* _REQUIRED TASK_: Which lines of the data below contain the word "lamp"? Extract each of them.

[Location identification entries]

┌────────

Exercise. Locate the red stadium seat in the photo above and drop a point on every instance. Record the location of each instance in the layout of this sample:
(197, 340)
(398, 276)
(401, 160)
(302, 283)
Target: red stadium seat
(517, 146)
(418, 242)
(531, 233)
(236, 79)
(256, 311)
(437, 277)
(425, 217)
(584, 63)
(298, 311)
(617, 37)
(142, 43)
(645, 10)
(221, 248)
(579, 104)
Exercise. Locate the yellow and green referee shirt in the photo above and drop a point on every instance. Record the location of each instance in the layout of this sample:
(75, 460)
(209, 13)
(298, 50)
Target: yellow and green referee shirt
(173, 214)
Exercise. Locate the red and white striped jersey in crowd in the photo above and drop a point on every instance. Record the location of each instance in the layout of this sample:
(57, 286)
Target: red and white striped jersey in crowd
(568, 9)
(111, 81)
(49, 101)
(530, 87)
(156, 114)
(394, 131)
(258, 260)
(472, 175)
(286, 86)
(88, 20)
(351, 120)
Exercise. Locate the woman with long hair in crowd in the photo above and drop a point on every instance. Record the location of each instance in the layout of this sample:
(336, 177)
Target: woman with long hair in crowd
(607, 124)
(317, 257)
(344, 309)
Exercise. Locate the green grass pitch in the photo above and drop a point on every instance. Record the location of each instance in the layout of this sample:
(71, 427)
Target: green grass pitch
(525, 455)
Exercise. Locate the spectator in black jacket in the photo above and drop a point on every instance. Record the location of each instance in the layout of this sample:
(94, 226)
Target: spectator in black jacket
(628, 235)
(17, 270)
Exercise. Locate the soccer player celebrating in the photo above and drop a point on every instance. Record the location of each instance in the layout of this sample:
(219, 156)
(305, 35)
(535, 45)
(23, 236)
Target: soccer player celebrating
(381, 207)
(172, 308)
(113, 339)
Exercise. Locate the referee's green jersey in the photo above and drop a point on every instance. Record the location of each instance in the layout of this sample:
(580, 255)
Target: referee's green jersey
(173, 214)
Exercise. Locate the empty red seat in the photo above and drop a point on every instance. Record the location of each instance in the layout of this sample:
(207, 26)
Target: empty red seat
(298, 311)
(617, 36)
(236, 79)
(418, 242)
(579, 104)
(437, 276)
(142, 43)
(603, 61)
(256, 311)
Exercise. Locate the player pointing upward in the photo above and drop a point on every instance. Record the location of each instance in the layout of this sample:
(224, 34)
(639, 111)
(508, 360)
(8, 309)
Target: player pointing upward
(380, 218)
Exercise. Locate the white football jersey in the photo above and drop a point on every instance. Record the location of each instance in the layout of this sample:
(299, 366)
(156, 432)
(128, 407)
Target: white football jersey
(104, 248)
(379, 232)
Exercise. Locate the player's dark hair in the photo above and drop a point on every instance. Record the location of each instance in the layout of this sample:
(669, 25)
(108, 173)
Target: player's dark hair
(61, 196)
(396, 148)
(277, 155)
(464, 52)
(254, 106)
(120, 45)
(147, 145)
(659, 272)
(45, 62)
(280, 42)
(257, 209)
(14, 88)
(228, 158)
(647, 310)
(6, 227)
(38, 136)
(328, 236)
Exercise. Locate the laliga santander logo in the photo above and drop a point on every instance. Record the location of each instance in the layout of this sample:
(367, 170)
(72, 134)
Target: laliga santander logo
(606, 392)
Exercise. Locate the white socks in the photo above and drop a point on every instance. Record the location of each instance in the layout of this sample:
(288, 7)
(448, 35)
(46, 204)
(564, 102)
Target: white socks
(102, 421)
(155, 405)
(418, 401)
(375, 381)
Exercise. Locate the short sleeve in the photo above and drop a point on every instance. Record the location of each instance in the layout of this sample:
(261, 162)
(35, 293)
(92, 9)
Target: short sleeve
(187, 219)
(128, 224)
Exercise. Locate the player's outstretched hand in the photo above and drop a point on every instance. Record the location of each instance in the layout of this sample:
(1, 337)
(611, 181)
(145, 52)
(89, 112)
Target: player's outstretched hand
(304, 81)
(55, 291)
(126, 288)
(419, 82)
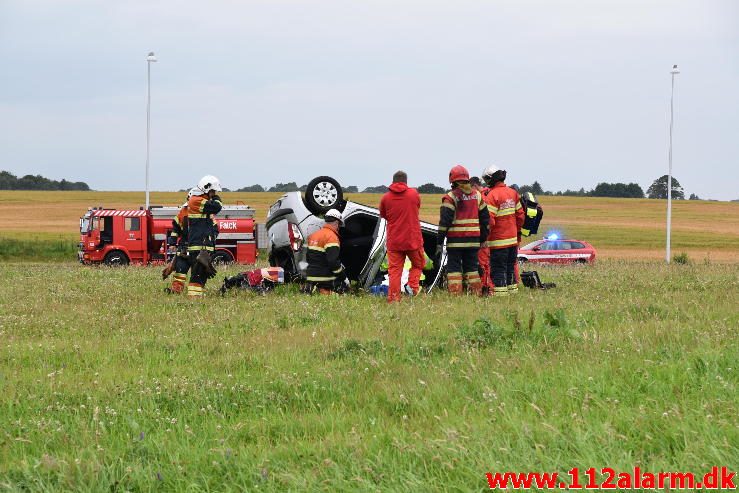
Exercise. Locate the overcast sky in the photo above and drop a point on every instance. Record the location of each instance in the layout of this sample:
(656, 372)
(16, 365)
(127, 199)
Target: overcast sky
(567, 92)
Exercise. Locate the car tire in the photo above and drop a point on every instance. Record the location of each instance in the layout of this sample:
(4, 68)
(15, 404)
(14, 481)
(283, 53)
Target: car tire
(322, 194)
(222, 257)
(116, 259)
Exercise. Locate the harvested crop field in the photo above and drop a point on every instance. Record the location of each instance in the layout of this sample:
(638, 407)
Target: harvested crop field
(618, 228)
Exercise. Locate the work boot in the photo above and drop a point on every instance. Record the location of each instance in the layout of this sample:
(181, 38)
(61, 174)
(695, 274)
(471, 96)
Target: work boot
(503, 291)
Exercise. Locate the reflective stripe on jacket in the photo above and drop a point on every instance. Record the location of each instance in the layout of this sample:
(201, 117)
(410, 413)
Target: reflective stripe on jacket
(463, 219)
(506, 216)
(179, 225)
(324, 263)
(201, 232)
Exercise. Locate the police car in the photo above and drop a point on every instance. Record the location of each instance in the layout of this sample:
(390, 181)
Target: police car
(555, 250)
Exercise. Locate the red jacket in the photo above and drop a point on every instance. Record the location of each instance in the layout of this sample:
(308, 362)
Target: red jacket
(506, 216)
(400, 208)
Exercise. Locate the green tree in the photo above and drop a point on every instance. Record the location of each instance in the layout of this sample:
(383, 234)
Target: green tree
(658, 189)
(430, 188)
(631, 190)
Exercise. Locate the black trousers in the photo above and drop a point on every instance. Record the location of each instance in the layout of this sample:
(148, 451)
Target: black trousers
(181, 263)
(502, 265)
(461, 260)
(197, 274)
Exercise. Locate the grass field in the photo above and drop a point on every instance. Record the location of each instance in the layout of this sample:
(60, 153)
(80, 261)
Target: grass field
(109, 385)
(618, 228)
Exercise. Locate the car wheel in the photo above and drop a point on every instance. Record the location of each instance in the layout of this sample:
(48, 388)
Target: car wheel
(324, 193)
(222, 258)
(116, 259)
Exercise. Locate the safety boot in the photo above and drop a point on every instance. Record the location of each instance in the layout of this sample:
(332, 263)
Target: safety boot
(500, 291)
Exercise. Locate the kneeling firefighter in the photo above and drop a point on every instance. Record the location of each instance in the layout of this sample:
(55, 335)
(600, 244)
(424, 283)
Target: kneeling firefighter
(463, 221)
(506, 219)
(201, 232)
(325, 272)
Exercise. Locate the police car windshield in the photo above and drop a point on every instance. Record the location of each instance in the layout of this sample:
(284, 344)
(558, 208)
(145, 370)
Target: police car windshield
(531, 245)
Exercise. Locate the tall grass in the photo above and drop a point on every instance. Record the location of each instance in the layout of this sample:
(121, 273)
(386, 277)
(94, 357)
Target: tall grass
(108, 384)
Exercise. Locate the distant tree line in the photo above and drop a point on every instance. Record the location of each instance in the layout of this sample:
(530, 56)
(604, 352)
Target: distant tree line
(8, 181)
(293, 187)
(658, 190)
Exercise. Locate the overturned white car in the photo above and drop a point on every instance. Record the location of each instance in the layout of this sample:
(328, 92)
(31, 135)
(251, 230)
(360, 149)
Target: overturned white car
(295, 216)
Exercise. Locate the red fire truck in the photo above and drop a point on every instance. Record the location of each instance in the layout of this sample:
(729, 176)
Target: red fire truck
(123, 236)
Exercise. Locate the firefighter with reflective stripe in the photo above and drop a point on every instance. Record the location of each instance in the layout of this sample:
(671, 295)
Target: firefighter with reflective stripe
(201, 234)
(325, 272)
(463, 222)
(506, 219)
(177, 241)
(483, 256)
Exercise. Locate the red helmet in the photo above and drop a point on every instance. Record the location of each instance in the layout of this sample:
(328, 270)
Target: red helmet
(459, 173)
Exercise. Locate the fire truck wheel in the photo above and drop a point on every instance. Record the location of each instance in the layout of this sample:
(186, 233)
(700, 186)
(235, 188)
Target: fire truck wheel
(116, 259)
(222, 258)
(324, 193)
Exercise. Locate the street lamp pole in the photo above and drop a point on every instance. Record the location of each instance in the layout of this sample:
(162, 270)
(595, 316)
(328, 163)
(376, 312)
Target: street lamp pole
(149, 59)
(674, 72)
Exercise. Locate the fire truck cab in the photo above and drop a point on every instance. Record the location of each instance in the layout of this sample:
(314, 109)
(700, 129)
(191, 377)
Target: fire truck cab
(125, 236)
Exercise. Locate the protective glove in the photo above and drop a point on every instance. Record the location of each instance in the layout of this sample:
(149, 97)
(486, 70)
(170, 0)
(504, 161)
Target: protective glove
(439, 251)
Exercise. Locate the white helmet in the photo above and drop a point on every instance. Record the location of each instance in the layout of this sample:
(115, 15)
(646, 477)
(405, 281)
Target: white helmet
(334, 214)
(208, 183)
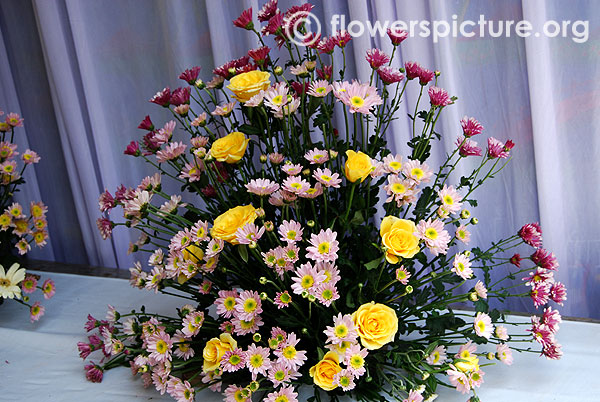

└────────

* _TASK OUTPUT_:
Exercise. Locate the street lamp pole in the photo above and drop a point on every instance. Record the location of each instance in the layout of this sample:
Target: street lamp pole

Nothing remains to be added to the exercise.